Page —
----

We now return to our regular program - ;)
A few years back, I contacted a spring company inquiring what it would cost to do a run of those and met some resistance, in that they wanted me to set up an account and they wanted far more specs than I had the ability to provide, but I pushed for a ballpark estimate and was told it could be about $250 for a run of 100 springs... which wouldn't be bad, but I'm not looking to sell springs on ebay long term, and since a lot of that is setup cost, I doubt the price would drop much to order fewer springs.

 






Interesting, i think i will go and try to modify one of my springs to that, heck i think the old one could be bent to work...

Edit: These forums truely is a great community.
 






@Hacra & @J_C

SO, I had an epiphany, went on YouTube, and searched "how to make a spring" - I couldn't believe the number of videos on this subject.

Bottom line short version: It looks like all you need is the appropriate gauge of music wire, and something to wind it around...

----

Exercise A — List every line of the listing that contains the string "trimmed".

----

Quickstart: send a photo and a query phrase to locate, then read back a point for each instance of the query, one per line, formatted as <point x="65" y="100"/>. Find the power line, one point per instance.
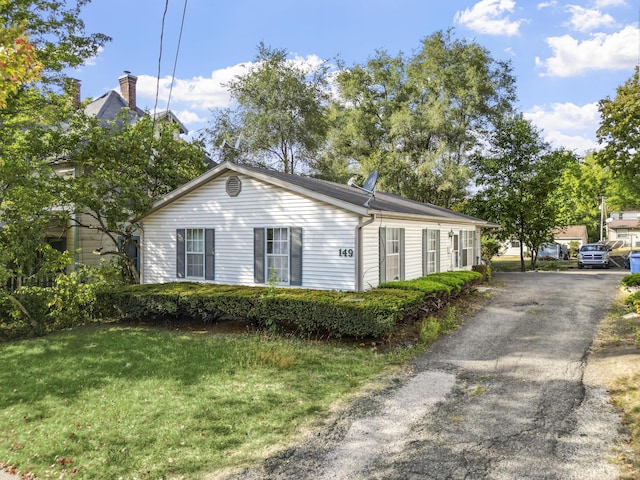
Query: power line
<point x="175" y="62"/>
<point x="164" y="16"/>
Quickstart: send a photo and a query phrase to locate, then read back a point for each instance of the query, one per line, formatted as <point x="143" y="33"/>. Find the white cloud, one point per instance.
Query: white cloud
<point x="542" y="5"/>
<point x="609" y="3"/>
<point x="199" y="93"/>
<point x="617" y="51"/>
<point x="568" y="125"/>
<point x="586" y="19"/>
<point x="490" y="17"/>
<point x="188" y="117"/>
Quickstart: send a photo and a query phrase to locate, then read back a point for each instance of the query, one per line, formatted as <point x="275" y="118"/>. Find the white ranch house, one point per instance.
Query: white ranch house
<point x="242" y="225"/>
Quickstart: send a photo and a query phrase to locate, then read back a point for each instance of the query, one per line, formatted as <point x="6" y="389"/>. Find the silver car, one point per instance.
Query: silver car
<point x="593" y="255"/>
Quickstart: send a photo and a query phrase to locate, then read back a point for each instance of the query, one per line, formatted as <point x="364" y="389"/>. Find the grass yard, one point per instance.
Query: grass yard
<point x="512" y="264"/>
<point x="126" y="402"/>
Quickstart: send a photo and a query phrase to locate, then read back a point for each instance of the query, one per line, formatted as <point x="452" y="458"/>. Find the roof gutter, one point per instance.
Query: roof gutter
<point x="359" y="254"/>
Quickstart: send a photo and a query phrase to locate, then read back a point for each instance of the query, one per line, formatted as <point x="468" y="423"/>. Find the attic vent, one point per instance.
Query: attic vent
<point x="233" y="186"/>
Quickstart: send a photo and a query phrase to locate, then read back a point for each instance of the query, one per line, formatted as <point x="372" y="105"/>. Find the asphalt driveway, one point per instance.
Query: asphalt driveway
<point x="503" y="397"/>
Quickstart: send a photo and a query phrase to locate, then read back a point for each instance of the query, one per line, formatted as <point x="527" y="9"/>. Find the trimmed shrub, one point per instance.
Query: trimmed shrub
<point x="374" y="313"/>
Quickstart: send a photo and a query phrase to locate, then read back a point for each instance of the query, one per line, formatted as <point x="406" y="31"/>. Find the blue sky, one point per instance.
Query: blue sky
<point x="566" y="55"/>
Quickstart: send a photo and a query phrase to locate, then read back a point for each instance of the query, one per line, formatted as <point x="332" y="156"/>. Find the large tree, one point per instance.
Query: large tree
<point x="518" y="176"/>
<point x="619" y="133"/>
<point x="416" y="119"/>
<point x="50" y="35"/>
<point x="279" y="119"/>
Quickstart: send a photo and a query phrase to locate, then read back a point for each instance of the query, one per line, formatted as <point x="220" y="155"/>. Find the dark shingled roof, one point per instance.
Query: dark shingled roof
<point x="345" y="196"/>
<point x="108" y="106"/>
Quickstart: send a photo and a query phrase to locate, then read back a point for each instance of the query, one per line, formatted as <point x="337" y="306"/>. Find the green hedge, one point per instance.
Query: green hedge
<point x="631" y="280"/>
<point x="374" y="313"/>
<point x="33" y="311"/>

----

Exercise B — According to the post about making springs, about how much did the spring company estimate a run of 100 springs would cost?

Worked solution A —
Quickstart: send a photo and a query phrase to locate, then read back a point for each instance of the query, one per line, formatted as <point x="527" y="9"/>. Find the trimmed shrub, one point per instance.
Query: trimmed shrub

Worked solution B — About $250.